━━━ Items ━━━
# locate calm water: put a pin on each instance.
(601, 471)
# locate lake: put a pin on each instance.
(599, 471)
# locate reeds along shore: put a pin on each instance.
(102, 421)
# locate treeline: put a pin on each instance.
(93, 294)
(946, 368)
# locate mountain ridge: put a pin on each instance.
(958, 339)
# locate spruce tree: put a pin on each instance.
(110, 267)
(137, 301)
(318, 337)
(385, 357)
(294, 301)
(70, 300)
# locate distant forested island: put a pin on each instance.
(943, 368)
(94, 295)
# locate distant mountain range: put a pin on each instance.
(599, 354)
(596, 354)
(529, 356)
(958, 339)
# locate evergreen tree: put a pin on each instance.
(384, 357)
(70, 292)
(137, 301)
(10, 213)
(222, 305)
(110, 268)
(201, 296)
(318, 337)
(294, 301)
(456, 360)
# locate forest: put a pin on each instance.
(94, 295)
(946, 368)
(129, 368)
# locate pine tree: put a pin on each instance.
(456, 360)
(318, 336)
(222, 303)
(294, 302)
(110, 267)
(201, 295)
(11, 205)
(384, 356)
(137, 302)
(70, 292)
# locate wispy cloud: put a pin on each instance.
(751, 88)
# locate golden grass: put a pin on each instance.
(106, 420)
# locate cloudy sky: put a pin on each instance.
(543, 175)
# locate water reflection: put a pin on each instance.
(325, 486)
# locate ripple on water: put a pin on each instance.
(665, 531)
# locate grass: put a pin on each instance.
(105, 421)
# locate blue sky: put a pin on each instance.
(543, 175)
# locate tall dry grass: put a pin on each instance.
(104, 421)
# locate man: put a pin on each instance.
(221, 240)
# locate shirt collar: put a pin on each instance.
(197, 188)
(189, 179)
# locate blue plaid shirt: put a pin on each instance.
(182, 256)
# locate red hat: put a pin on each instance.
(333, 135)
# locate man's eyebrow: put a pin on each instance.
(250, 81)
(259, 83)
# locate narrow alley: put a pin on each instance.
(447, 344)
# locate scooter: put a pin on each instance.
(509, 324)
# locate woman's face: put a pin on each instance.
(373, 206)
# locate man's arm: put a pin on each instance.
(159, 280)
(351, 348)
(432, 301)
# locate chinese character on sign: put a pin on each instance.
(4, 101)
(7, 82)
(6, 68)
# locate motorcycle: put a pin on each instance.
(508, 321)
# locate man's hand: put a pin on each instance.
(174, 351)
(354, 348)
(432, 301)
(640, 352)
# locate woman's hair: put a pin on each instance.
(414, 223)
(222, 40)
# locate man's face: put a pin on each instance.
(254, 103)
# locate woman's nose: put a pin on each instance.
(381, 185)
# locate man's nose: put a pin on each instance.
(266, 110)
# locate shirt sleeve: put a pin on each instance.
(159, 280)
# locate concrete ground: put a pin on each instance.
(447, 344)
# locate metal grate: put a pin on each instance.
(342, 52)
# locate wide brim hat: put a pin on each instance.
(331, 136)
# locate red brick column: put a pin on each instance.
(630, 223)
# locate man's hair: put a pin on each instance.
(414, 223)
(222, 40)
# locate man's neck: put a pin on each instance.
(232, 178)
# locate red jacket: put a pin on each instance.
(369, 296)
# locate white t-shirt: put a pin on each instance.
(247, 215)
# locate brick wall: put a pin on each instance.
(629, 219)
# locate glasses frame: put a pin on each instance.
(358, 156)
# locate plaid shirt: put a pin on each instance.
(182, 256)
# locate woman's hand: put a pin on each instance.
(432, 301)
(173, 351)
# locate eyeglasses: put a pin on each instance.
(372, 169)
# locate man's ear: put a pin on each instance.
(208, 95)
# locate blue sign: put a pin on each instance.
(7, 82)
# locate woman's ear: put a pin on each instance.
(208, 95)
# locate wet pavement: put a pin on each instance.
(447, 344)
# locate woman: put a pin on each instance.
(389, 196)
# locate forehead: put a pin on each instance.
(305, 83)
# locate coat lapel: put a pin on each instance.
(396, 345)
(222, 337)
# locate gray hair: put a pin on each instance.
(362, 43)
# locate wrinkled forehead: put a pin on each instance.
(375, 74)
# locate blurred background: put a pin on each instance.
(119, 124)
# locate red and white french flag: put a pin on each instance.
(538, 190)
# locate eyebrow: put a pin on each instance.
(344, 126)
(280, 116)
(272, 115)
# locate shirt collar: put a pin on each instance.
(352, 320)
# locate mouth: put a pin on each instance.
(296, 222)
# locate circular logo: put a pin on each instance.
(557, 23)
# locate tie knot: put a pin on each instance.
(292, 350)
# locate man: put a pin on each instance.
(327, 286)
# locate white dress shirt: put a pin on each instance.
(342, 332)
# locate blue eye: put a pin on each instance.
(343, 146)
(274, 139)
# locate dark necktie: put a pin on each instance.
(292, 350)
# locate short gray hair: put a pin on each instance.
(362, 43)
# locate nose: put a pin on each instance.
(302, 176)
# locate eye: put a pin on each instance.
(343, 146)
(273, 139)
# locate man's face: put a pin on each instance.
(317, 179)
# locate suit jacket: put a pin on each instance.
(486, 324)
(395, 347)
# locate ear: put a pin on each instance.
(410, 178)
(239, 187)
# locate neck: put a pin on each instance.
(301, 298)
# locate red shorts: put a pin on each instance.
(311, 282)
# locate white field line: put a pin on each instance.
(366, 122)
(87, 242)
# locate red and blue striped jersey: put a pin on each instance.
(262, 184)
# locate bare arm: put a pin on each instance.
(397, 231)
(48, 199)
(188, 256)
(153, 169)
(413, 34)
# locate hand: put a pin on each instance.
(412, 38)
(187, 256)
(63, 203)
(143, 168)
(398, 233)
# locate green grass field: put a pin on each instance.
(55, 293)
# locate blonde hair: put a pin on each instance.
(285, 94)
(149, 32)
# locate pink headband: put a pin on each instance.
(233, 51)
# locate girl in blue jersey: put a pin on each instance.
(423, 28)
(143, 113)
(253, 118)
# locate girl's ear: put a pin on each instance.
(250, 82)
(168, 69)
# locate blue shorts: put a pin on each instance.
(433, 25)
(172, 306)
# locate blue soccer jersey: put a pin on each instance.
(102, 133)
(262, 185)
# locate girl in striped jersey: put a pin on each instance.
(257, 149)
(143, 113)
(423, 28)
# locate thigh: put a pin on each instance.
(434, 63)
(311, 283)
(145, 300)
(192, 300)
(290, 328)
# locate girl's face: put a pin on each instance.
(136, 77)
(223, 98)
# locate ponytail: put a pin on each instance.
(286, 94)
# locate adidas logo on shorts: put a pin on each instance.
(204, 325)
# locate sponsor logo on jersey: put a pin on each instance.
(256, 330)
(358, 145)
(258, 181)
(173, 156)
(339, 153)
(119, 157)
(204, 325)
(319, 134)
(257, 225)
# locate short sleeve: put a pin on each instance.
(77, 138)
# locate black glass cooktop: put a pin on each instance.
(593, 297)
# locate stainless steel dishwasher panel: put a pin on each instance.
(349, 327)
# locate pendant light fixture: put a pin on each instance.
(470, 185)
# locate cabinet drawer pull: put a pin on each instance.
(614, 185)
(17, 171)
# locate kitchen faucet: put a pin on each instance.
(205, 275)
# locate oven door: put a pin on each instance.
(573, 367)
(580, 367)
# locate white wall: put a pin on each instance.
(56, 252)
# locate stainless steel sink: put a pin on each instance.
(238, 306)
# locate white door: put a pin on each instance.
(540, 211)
━━━
▶ **Your objective**:
Repeat the records above exactly.

▶ **Task solution**:
# locate calm water: put a pin on each instance.
(601, 471)
# locate lake: put a pin on each instance.
(599, 471)
# locate reeds along shore: put a pin on each instance.
(102, 421)
# locate treeline: put a pin on each instance.
(93, 294)
(946, 368)
# locate mountain ridge: put a pin on each instance.
(958, 339)
# locate spruce tree: put a pin on each instance.
(110, 267)
(137, 301)
(318, 337)
(385, 357)
(294, 301)
(70, 300)
# locate distant forested island: put a pin on each instance.
(943, 368)
(94, 295)
# locate distant mountain range: put a pin on each instance.
(599, 354)
(596, 354)
(529, 356)
(958, 339)
# locate evergreen tree: put a pin on each instance.
(384, 357)
(70, 292)
(137, 301)
(10, 213)
(222, 305)
(110, 268)
(201, 296)
(318, 337)
(294, 301)
(456, 360)
# locate forest: put a pin on each instance.
(94, 295)
(946, 368)
(129, 368)
# locate pine tree: put a pin on each instance.
(456, 360)
(318, 336)
(222, 303)
(294, 302)
(110, 267)
(201, 295)
(11, 205)
(384, 356)
(137, 302)
(70, 292)
# locate wispy cloud: put a pin on each instance.
(751, 88)
# locate golden grass: put a pin on each instance.
(106, 420)
# locate cloudy sky: put a pin on each instance.
(543, 175)
# locate water reflection: put a pin on each instance.
(325, 486)
# locate ripple on water: put a pin on each instance.
(665, 531)
# locate grass: put a pin on each instance.
(105, 421)
# locate blue sky: put a pin on each instance.
(543, 175)
# locate tall dry grass: put a pin on each instance.
(104, 421)
# locate man: put a pin on each instance.
(221, 240)
# locate shirt collar: put a pin on each instance.
(197, 188)
(189, 179)
# locate blue plaid shirt: put a pin on each instance.
(182, 256)
# locate red hat: put a pin on each instance.
(333, 135)
# locate man's eyebrow: put a pin on each instance.
(250, 81)
(259, 83)
# locate narrow alley: put a pin on each instance.
(447, 344)
# locate scooter: put a pin on each instance.
(509, 324)
# locate woman's face: put a pin on each instance.
(373, 206)
# locate man's arm: put a pin on each instance.
(159, 280)
(351, 348)
(432, 301)
# locate chinese character on sign: put a pin on each instance.
(4, 101)
(7, 82)
(6, 68)
# locate motorcycle: put a pin on each instance.
(508, 321)
# locate man's hand: put a pin on each instance.
(174, 351)
(354, 348)
(432, 301)
(640, 352)
# locate woman's hair: put a pin on each instance.
(414, 223)
(222, 40)
# locate man's face: put a pin on each instance.
(254, 103)
# locate woman's nose: put a pin on each instance.
(381, 185)
# locate man's nose: put a pin on each instance.
(266, 110)
# locate shirt sleeve: put a pin on each instance.
(159, 280)
# locate concrete ground: put a pin on each instance.
(447, 344)
# locate metal grate: put a pin on each instance.
(342, 52)
# locate wide brim hat: put a pin on each instance.
(331, 136)
# locate red brick column: put a pin on each instance.
(630, 223)
# locate man's hair: put a pin on each instance.
(414, 223)
(222, 40)
# locate man's neck: put a pin on each instance.
(232, 178)
# locate red jacket: put a pin on each instance.
(369, 296)
# locate white t-shirt: put a pin on each instance.
(247, 215)
# locate brick wall: put a pin on each instance.
(629, 219)
# locate glasses frame: put a pin on each instance.
(358, 156)
# locate plaid shirt: put a pin on each instance.
(182, 256)
# locate woman's hand: put a pin on each instance.
(432, 301)
(173, 351)
# locate eyeglasses: put a pin on each instance.
(372, 169)
# locate man's ear: put a pin on each instance.
(208, 95)
# locate blue sign: put a pin on each instance.
(7, 82)
# locate woman's ear: put a pin on each instance.
(208, 95)
# locate wet pavement: put a pin on each instance.
(447, 344)
# locate woman: put a pin on each instance.
(389, 196)
# locate forehead: put a pin on each instance.
(305, 83)
# locate coat lapel: put a pin on each instance.
(396, 345)
(222, 337)
# locate gray hair: put a pin on each instance.
(362, 43)
# locate wrinkled forehead: put a pin on each instance.
(375, 74)
# locate blurred background: put a pin on each instance.
(119, 124)
# locate red and white french flag: put a pin on each instance.
(538, 190)
# locate eyebrow: put a pin on each instance.
(344, 126)
(280, 116)
(272, 115)
# locate shirt collar: put a pin on each instance.
(352, 320)
# locate mouth: put a pin on each instance.
(296, 222)
# locate circular logo: put a pin on each instance.
(557, 23)
# locate tie knot: put a pin on each instance.
(292, 350)
# locate man: put a pin on each instance.
(327, 286)
# locate white dress shirt: put a pin on each instance.
(342, 332)
# locate blue eye: put a pin on each instance.
(343, 146)
(274, 139)
# locate dark necktie: put a pin on each instance.
(292, 350)
# locate short gray hair: put a pin on each instance.
(362, 43)
# locate nose: put a pin on each instance.
(302, 176)
# locate eye: put a pin on each instance.
(343, 146)
(273, 139)
# locate man's face: put a pin on each instance.
(317, 179)
# locate suit jacket: put a pin on each instance.
(486, 324)
(395, 347)
# locate ear: put a pin on each instance.
(410, 178)
(239, 187)
# locate neck: put a pin on each instance.
(301, 298)
# locate red shorts: put a pin on each instance.
(311, 282)
# locate white field line: put a pin on each instance.
(366, 122)
(87, 242)
# locate red and blue striped jersey: put a pin on each instance.
(262, 184)
# locate bare arm: put a pin on each instance.
(397, 231)
(48, 199)
(188, 256)
(153, 169)
(413, 34)
# locate hand: put a pin on each instance.
(412, 38)
(187, 256)
(63, 203)
(143, 168)
(398, 233)
# locate green grass field: put a pin on each instance.
(55, 293)
# locate blonde hair: put a pin on each instance.
(285, 94)
(149, 32)
# locate pink headband: put a pin on each instance.
(233, 51)
# locate girl in blue jersey: put a pin on each instance.
(423, 28)
(143, 113)
(253, 118)
# locate girl's ear: put a pin on each instance.
(250, 82)
(168, 69)
# locate blue shorts: put a pin on each instance.
(433, 25)
(172, 306)
# locate blue soccer jersey: put a pin on each instance.
(102, 133)
(262, 185)
# locate girl in striped jersey: put a pin on each instance.
(257, 149)
(143, 113)
(423, 28)
# locate thigh: put a pin on each instance.
(434, 63)
(311, 283)
(145, 300)
(192, 300)
(290, 328)
# locate girl's face: put a pin on each instance.
(136, 77)
(223, 98)
# locate ponytail: put a pin on each instance.
(286, 94)
# locate adidas logo on shorts: put a pin on each instance.
(204, 325)
# locate sponsor logo on jersey: put a pin on each instance.
(256, 330)
(358, 145)
(258, 181)
(173, 156)
(339, 153)
(119, 157)
(204, 325)
(319, 134)
(257, 225)
# locate short sleeve: put a pin on each instance.
(77, 138)
# locate black glass cooktop: put a pin on each instance.
(593, 297)
# locate stainless steel dishwasher panel: put a pin on each instance.
(349, 327)
# locate pendant light fixture: put a pin on each instance.
(470, 185)
# locate cabinet drawer pull: put a pin on each instance.
(614, 185)
(17, 171)
# locate kitchen faucet: put a pin on each instance.
(205, 275)
# locate oven door: put a pin on each instance.
(573, 367)
(580, 367)
# locate white wall: put a pin on each instance.
(56, 252)
# locate stainless steel sink: put a pin on each instance.
(238, 306)
# locate white door: put a pin on each instance.
(540, 211)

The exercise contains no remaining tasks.